**TASK TO CARRY OUT:** Pick out each line below that contains the word "opening" and copy those lines.

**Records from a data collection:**
● ● ● ●

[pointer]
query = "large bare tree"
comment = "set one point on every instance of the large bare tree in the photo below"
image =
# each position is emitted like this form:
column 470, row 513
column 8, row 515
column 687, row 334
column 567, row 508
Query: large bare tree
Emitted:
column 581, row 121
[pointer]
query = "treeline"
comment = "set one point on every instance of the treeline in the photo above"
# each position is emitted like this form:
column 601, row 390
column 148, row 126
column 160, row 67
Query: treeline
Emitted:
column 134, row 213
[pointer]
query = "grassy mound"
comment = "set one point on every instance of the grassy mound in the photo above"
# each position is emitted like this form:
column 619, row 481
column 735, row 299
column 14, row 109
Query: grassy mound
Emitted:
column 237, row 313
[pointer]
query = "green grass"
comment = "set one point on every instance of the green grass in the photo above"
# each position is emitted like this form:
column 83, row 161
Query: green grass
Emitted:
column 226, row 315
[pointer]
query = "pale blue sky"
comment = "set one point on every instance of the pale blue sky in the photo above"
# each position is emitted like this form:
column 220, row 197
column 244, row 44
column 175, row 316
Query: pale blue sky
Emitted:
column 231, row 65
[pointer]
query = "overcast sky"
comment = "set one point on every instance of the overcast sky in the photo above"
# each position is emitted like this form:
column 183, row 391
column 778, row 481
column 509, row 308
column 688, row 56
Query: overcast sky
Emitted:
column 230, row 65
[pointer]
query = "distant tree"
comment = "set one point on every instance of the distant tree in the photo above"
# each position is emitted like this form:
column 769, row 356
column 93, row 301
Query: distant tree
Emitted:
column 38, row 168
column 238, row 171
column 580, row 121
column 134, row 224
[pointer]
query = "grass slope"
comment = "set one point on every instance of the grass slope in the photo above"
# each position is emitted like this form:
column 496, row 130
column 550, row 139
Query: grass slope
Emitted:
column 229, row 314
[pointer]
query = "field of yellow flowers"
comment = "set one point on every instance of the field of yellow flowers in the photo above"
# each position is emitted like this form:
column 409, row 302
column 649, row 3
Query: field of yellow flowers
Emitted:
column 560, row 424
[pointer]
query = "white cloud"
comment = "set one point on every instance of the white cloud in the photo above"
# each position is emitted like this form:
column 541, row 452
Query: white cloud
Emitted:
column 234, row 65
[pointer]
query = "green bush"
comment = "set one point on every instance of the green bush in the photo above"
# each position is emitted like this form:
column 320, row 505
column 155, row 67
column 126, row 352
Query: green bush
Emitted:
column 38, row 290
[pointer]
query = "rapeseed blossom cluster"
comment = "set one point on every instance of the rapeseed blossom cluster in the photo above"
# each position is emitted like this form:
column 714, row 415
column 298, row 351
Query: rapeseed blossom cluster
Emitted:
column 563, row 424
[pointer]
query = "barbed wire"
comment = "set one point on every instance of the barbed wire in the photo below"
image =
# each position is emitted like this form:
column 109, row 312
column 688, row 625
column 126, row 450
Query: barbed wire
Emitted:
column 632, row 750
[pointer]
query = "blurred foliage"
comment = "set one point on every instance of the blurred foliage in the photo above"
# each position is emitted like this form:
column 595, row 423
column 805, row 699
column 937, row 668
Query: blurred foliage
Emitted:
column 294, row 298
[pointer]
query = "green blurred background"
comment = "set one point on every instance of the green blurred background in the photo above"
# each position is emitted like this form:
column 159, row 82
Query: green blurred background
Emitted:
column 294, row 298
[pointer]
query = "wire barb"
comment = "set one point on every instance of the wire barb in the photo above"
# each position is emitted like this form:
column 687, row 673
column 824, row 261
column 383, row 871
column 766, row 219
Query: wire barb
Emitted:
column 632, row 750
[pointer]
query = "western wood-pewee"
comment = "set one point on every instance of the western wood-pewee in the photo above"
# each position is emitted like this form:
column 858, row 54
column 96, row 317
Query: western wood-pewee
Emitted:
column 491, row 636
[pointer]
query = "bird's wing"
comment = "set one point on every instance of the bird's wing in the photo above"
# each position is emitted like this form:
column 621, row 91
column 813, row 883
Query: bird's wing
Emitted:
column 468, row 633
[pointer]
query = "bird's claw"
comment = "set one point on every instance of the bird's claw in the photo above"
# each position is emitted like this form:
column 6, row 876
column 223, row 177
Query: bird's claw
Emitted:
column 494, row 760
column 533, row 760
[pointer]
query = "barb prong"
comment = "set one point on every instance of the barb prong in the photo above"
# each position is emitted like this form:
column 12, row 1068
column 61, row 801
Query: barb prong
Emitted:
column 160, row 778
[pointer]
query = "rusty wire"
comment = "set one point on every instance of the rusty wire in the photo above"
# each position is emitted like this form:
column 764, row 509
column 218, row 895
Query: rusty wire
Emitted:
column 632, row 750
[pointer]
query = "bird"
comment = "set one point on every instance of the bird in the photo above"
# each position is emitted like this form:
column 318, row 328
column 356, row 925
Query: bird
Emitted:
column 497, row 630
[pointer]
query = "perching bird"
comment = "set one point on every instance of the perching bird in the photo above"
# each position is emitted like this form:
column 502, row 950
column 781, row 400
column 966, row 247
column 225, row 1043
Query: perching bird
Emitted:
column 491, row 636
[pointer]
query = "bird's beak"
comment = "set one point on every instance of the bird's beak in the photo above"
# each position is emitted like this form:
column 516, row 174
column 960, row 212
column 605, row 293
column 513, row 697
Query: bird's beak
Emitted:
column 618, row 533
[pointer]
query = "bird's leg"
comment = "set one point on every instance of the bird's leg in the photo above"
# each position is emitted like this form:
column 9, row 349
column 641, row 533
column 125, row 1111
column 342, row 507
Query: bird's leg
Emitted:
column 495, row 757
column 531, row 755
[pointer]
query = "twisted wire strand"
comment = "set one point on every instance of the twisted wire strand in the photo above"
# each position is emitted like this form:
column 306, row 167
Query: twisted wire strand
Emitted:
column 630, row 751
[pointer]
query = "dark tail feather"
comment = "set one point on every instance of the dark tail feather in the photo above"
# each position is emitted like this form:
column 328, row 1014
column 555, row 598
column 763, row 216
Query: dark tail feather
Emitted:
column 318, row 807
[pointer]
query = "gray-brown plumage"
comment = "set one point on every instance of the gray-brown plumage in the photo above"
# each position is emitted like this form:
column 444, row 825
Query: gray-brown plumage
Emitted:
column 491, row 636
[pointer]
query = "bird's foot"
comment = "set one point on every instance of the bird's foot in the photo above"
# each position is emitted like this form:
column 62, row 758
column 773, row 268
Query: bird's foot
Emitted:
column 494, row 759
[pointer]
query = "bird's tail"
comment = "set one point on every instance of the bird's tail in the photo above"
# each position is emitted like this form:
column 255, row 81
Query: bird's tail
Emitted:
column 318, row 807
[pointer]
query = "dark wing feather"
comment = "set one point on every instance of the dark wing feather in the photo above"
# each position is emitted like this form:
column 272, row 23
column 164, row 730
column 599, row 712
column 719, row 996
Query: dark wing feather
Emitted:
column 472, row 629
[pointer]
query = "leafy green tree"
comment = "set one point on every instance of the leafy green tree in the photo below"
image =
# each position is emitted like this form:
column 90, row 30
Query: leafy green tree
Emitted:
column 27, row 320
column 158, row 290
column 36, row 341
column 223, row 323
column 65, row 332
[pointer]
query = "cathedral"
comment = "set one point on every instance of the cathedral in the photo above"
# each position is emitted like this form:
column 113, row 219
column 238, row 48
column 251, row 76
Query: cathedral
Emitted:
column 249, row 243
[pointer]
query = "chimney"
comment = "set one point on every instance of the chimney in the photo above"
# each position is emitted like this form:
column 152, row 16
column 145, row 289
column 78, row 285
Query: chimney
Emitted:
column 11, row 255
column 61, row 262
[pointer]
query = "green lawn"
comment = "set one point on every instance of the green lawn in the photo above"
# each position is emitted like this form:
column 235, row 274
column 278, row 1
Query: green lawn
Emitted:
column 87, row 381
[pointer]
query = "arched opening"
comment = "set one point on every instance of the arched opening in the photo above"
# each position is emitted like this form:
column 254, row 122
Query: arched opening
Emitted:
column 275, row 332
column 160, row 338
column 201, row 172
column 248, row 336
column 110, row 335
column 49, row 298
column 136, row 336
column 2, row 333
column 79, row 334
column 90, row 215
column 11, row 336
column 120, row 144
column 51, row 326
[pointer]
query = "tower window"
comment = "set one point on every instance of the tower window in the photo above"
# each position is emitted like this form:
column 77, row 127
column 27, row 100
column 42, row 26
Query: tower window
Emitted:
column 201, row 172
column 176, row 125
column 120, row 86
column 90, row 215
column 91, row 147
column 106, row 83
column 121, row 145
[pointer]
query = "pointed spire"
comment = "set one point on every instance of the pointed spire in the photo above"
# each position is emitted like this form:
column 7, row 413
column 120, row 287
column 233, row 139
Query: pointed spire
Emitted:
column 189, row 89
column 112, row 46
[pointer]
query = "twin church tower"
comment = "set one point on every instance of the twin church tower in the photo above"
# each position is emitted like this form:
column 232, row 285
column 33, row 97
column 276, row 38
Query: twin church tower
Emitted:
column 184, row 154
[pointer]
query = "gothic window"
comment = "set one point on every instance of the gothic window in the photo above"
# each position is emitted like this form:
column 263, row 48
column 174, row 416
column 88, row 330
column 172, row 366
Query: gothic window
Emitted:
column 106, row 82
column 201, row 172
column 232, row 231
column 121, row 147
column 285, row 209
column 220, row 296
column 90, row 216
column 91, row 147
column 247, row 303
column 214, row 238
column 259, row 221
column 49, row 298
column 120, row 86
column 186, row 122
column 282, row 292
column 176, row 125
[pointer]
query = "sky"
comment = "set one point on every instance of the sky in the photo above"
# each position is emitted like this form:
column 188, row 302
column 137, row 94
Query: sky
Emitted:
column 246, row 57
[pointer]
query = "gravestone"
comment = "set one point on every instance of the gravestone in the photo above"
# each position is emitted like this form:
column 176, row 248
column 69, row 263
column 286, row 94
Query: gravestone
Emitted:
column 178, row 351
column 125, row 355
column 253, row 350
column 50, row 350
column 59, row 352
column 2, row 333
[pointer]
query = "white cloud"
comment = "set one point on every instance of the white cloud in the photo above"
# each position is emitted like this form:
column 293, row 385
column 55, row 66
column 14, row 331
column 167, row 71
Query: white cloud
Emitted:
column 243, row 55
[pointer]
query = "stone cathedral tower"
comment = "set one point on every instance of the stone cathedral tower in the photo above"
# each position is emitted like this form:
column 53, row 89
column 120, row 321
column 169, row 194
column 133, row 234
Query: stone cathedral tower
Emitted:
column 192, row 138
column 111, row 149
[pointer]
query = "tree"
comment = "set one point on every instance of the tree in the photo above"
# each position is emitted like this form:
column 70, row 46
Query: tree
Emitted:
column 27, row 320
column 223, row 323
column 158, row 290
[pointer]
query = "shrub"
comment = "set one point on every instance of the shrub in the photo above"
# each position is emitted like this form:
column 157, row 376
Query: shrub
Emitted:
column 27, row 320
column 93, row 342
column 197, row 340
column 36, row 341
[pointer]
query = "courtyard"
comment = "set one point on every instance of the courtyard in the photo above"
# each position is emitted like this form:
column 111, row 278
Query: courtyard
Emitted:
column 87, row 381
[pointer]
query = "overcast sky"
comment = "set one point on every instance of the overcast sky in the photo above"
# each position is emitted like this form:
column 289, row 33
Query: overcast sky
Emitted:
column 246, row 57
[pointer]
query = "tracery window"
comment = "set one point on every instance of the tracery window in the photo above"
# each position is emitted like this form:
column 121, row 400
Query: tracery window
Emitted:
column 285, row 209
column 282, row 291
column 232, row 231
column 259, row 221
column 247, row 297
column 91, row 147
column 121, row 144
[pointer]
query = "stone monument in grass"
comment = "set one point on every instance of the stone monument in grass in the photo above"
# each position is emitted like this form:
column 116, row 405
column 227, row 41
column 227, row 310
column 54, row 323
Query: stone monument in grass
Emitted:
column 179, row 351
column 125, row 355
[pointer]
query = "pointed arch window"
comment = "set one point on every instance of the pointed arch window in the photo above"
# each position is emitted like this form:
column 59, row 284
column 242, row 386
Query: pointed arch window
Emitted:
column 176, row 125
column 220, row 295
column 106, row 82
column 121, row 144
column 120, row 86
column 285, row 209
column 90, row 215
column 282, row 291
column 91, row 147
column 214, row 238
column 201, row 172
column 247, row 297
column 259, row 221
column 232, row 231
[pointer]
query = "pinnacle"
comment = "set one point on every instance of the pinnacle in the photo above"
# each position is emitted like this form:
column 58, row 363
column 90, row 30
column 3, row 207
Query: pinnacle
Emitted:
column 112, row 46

● ● ● ●

**ANSWER FOR THIS EXERCISE:**
query = "arched opening"
comment = "set one point on every instance of the arched opening in the photo above"
Query: arched opening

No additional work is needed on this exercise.